Los franciscanos llegan a Portugal en 1217, inmediatamente después del
capítulo general de ese año. Por su aspecto y predicación, la gente les
acoge con curiosidad y, a veces, con una cierta desconfianza,
considerándolos herejes. Pero, una vez superada la primera impresión, ganan
credibilidad y comienzan a echar raíces. En Coimbra les reciben con simpatía
la reina Urraca y su cuñada Sancha. Viendo la pobreza de su vida creen
conveniente ayudarles y les donan una pequeña iglesia, situada en medio de
olivos en la pendiente de una colina cercana a la ciudad. La iglesia estaba
dedicada a San Antonio Abad. Adyacente a la iglesia levantan el pequeño
eremitorio, formado por pequeñas celdas hechas de palos y ramajes. Se llama
convento de Olivares.
En el verde altozano de los olivos, los pocos hermanos menores, rudos, sin
letras y mal vestidos, viven en gran pobreza; sólo tienen un deseo: conocer
y seguir a Cristo crucificado. Por eso gozan de la alegría de quien nada
tiene, libres de intrigas y luchas humanas, lejos de afanes de dinero y
lujo, de comodidad y placer. Desde la colina bajan, de dos en dos, a la
ciudad a pedir limosna de puerta en puerta. Y llaman con frecuencia también
a la abadía real en que vive Fernando. No hacen gala de teología ni de
ciencia profana, pero dan un claro testimonio de su radicalidad evangélica.
Visten unas pobres túnicas de saco, con los lomos ceñidos por una ruda
cuerda, con los pies descalzos o calzados con toscas sandalias de madera.
Cuentan a todos cómo su padre fundador ha abandonado en Asís su vida rica y
alegre para dedicarse totalmente al Señor, arrastrando a muchos a seguir su
camino. Su simplicidad se transparenta en sus rostros y en sus palabras; el
alegre amor y dedicación a Dios y al prójimo les confiere un atractivo
singular.
:::::
> **QUÉ SE PIDE**
Prosigue el relato sobre los franciscanos en Coimbra a partir de su última frase. Las filas no tienen ningún papel en esto.

Elementos de una fuente de datos
:::::
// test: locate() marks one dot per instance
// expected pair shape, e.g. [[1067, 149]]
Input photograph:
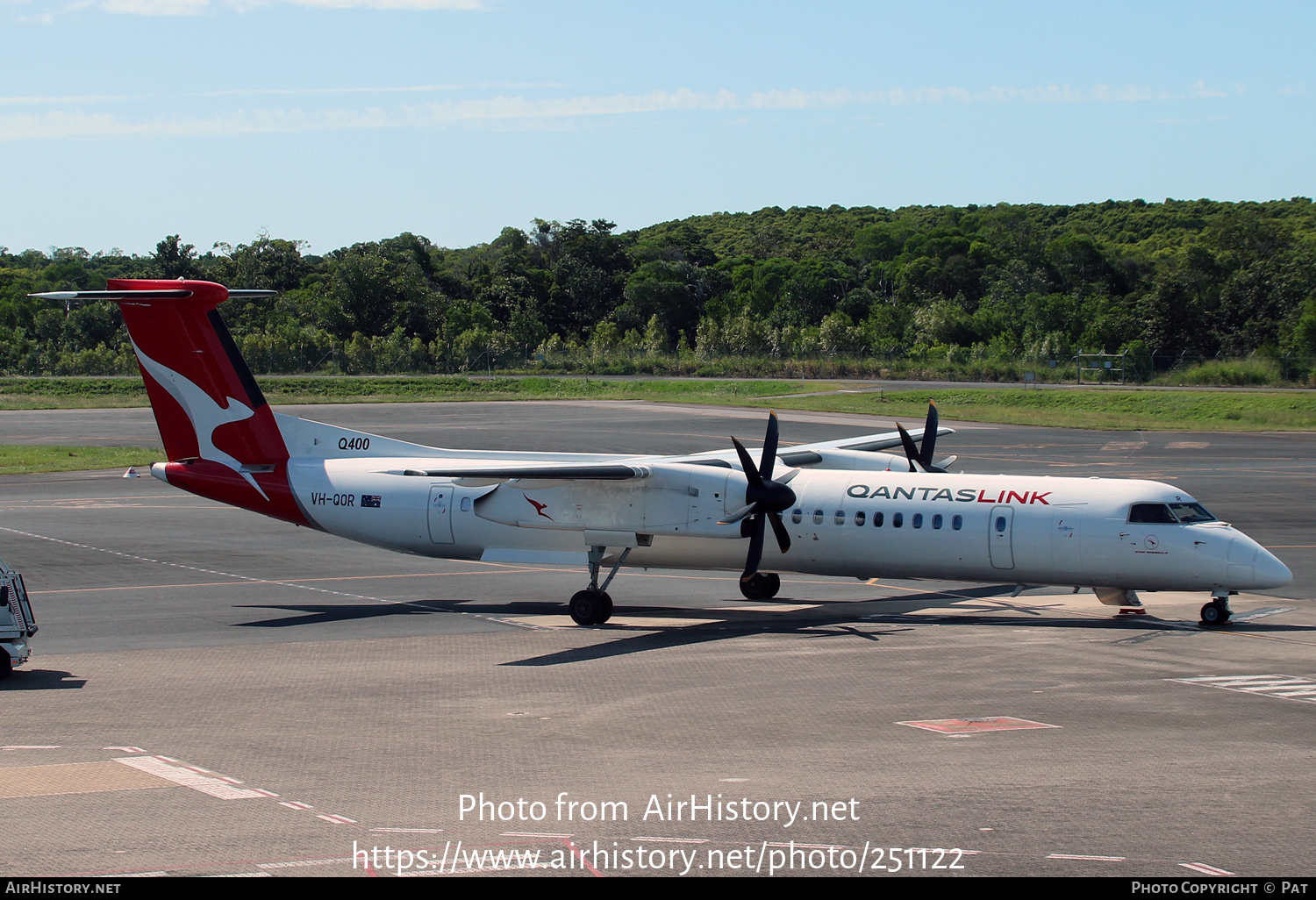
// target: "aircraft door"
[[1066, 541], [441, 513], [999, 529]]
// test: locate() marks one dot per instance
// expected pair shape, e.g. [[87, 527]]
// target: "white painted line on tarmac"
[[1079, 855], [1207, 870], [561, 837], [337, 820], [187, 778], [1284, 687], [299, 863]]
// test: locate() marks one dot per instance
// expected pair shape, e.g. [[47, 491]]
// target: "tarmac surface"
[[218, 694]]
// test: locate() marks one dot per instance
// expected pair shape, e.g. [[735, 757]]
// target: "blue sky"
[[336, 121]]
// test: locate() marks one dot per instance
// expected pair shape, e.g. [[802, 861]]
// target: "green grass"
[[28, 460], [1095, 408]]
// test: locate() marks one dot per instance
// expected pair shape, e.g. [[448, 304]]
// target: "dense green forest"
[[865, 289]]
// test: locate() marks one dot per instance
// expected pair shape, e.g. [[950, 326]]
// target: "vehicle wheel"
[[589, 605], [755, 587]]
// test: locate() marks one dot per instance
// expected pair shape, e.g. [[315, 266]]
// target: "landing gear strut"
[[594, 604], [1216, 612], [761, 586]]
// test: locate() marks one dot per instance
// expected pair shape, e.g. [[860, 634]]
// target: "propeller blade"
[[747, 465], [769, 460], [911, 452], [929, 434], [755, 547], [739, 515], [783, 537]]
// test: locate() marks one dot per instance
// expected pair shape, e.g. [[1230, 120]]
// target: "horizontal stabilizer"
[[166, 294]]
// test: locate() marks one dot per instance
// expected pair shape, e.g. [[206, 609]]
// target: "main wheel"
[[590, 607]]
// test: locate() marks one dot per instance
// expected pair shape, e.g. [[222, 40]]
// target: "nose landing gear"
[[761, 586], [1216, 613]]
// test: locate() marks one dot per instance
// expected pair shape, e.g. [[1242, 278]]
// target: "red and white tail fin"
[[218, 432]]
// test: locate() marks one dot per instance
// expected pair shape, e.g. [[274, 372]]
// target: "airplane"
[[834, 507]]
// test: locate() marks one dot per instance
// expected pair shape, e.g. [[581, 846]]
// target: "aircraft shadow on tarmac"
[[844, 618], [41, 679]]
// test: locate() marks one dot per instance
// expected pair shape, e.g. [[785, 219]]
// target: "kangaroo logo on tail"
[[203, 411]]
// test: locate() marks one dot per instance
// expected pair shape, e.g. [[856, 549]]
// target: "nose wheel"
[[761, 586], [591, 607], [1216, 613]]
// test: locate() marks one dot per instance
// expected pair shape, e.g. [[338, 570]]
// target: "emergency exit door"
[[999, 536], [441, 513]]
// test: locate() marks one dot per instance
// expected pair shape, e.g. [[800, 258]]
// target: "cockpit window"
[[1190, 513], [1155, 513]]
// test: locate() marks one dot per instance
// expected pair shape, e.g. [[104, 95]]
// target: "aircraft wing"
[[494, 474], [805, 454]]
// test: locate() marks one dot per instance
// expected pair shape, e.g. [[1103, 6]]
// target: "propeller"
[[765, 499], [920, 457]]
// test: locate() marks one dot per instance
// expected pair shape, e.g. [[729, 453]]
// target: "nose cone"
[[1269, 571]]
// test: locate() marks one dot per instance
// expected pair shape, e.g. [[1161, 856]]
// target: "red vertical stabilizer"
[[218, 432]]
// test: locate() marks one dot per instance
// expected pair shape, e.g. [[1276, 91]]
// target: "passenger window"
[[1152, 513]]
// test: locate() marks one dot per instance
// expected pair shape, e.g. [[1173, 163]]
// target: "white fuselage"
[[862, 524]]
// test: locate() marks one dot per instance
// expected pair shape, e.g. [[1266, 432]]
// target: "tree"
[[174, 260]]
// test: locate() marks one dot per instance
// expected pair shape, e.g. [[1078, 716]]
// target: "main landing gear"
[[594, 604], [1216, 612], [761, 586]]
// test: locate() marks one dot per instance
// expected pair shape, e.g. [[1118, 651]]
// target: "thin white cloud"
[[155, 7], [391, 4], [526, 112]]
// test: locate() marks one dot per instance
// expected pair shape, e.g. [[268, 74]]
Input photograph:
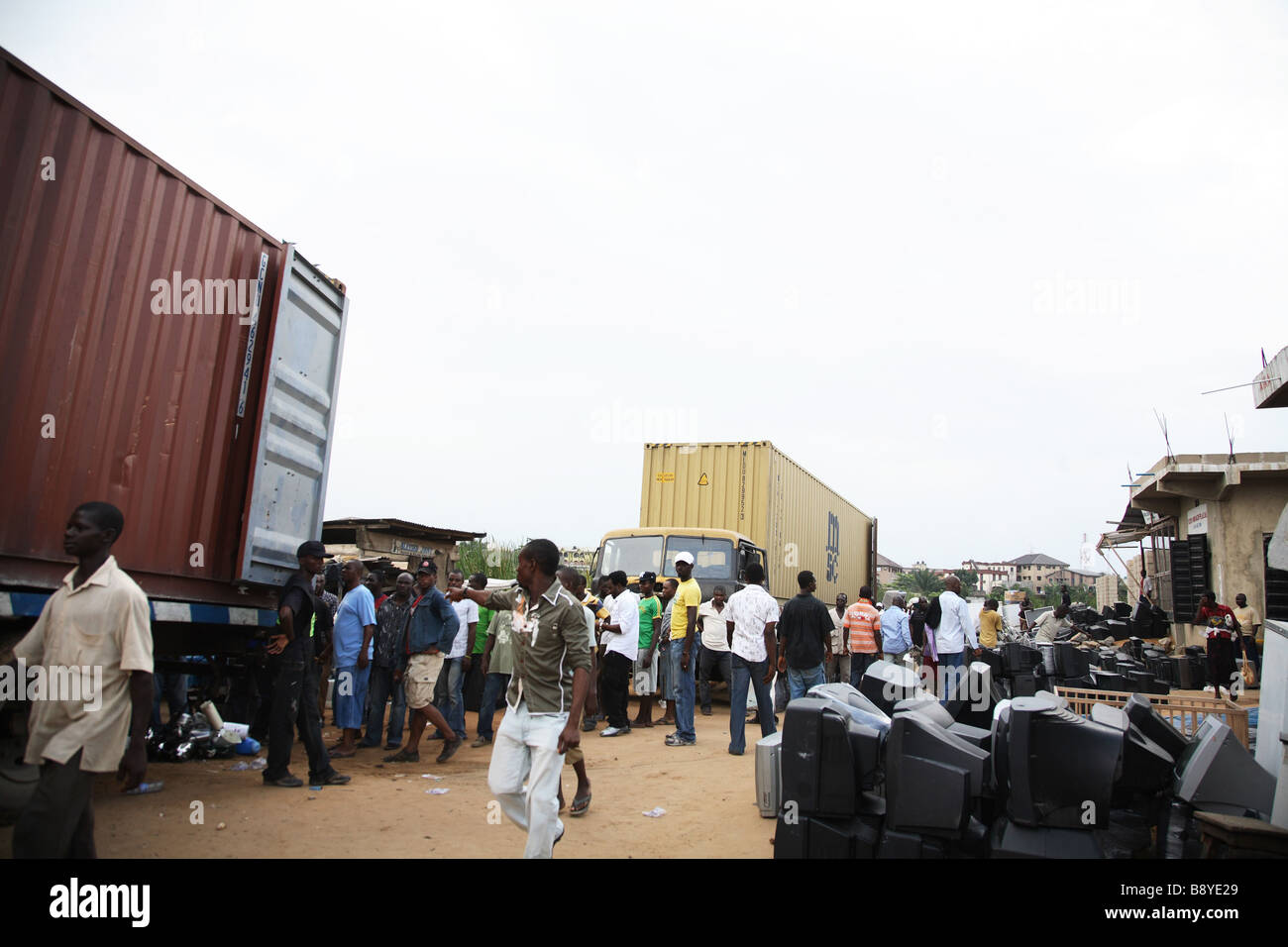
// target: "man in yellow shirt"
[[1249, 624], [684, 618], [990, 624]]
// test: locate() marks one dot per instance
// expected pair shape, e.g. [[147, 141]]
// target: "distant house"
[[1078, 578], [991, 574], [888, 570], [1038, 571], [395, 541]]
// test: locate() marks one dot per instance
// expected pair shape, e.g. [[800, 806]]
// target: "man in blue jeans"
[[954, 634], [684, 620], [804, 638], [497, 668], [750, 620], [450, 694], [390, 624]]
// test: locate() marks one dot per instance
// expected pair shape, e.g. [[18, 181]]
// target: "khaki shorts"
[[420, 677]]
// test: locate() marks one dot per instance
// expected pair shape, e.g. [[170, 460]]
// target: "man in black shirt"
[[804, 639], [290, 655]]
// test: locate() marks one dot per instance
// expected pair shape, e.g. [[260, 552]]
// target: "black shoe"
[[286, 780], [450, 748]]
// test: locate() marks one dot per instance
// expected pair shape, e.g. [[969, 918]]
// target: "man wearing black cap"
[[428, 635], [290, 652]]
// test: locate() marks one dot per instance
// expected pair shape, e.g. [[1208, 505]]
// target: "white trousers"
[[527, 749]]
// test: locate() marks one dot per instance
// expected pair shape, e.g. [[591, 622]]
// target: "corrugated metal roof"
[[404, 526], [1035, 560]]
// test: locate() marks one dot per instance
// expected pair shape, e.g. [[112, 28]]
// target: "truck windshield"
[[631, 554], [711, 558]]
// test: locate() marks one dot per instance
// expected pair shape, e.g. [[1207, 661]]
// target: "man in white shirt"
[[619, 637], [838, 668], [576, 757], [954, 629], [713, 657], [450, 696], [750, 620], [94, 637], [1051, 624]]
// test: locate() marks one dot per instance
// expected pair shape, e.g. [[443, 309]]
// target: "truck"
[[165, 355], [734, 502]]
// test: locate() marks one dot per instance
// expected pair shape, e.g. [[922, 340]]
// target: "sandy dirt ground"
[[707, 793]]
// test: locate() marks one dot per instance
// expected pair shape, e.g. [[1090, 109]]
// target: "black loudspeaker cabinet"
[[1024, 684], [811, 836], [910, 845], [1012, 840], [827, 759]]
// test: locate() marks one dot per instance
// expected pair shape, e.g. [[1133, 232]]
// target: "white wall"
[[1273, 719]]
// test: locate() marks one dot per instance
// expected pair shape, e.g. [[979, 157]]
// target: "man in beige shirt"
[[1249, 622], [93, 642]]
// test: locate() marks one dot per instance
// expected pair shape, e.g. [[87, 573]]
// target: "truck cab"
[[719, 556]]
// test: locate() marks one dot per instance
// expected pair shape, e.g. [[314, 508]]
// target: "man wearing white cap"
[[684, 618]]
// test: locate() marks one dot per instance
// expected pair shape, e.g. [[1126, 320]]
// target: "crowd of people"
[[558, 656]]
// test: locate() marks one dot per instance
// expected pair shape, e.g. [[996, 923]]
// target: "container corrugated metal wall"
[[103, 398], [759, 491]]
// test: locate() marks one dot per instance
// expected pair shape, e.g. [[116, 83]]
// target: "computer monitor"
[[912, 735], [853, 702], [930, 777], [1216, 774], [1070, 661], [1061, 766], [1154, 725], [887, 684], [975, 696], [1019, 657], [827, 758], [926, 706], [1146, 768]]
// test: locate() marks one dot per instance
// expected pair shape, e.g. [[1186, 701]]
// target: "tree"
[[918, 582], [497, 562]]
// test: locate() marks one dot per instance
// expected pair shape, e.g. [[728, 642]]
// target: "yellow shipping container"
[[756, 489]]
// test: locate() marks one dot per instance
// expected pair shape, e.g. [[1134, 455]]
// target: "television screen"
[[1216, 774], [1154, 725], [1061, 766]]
:::::
> **RESULTADO DEL EJERCICIO**
Fernando, desde el primer momento, siente una viva simpatía por ellos. Sus
pobres hábitos, su manera de presentarse sin pretensiones, su libertad con
relación a los bienes materiales contrasta fuertemente con la riqueza del
monasterio y con los abusos de los que es diariamente testigo. Al final de
su vida, recogiendo la experiencia de toda su vida, escribe:
Descendió, en efecto, sobre Jesús en el río Jordán el Espíritu Santo en
figura de paloma, ave mansa que tiene por canto el gemido. Muy difícilmente
se conserva la humildad entre riquezas y nunca o casi nunca se observa la
castidad entre delicias. Si hallareis ricos humildes y amadores de delicias
viviendo castamente, consideradlos como luminarias del firmamento. Pero,
¡ay!, temo más bien que semejantes luminarias estén teñidas de hipocresía.
Quien desee, pues, ser verdaderamente humilde, deje la carga de las
riquezas, por cuyo contacto se inficiona la humildad y se engendra la
soberbia.
Los acontecimientos políticos del incipiente reino de Portugal repercuten en
el monasterio de Santa Cruz. Sancho I, primer rey de Portugal, ávido de
riquezas y deseoso de construir suntuosos castillos, se apoya en la
burguesía para despojar de sus bienes a la nobleza y a la Iglesia. Vive en
su alcázar, cerca de Coimbra, capital del reino, y frecuenta para sus
devociones el monasterio de Santa Cruz, cuyos monjes, en guerra con el
obispo de Coimbra, son una constante preocupación para el Papa Inocencio
III. Sancho se declara abiertamente contra la Iglesia; sitia en su palacio
al obispo de Oporto y destierra al obispo de Coimbra. Este, en represalia,
decreta el entredicho de todo el obispado de Coimbra. El rey, molesto por
esta medida, manda confiscar los bienes eclesiásticos de quienes se nieguen
a celebrar la eucaristía, declarándoles enemigos personales suyos. El prior
de Santa Cruz se pone de parte del rey. Sólo la muerte de Sancho aplaca la
tirantez entre el Reino y la Iglesia.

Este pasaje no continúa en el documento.